[Dataset entries]
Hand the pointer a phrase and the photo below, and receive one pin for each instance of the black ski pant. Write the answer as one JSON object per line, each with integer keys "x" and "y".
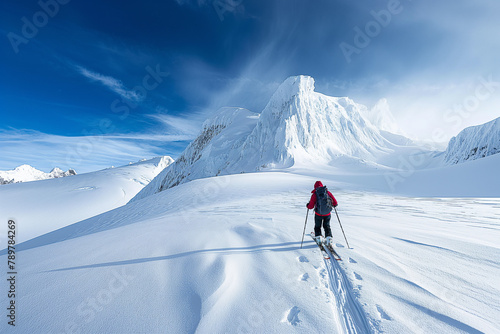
{"x": 325, "y": 221}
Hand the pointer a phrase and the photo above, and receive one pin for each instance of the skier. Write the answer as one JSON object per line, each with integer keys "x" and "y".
{"x": 322, "y": 201}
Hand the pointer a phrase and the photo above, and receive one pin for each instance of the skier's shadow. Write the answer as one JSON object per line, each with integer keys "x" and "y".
{"x": 283, "y": 247}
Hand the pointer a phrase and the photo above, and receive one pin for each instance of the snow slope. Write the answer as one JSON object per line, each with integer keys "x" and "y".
{"x": 222, "y": 255}
{"x": 26, "y": 173}
{"x": 474, "y": 142}
{"x": 43, "y": 206}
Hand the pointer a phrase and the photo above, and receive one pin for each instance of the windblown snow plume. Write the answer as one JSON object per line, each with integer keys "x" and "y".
{"x": 474, "y": 142}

Work request: Set down the data above verbatim, omitting every image.

Written solution:
Hand the pointer a phrase and the photo below, and receive one pin for each instance of the black ski pant. Write the answer as one JSON object per line, each with integer keys "x" and "y".
{"x": 325, "y": 221}
Hand the pointer a phrase and the photo above, and receive one pin for each instance of the skier. Write the answer as one JSON object per line, each with integer keys "x" and "y".
{"x": 322, "y": 201}
Hand the pointer a phrase and the photo above, and receive one pin for each instance of the skier's shadow. Write the answer as one JSON object per line, each with integer keys "x" and "y".
{"x": 283, "y": 247}
Hand the pointer a phrase and the photo above, and receive one pin for each instance of the snow slope. Write the answer as one JSON object per line, each with integer keys "x" and "y".
{"x": 222, "y": 255}
{"x": 26, "y": 173}
{"x": 474, "y": 142}
{"x": 43, "y": 206}
Hand the pointer a phrase and the photo above, and receive one pin for each instance of the windblown snow plume. Write the answer as one JSON object per line, each with integer keys "x" and "y".
{"x": 474, "y": 142}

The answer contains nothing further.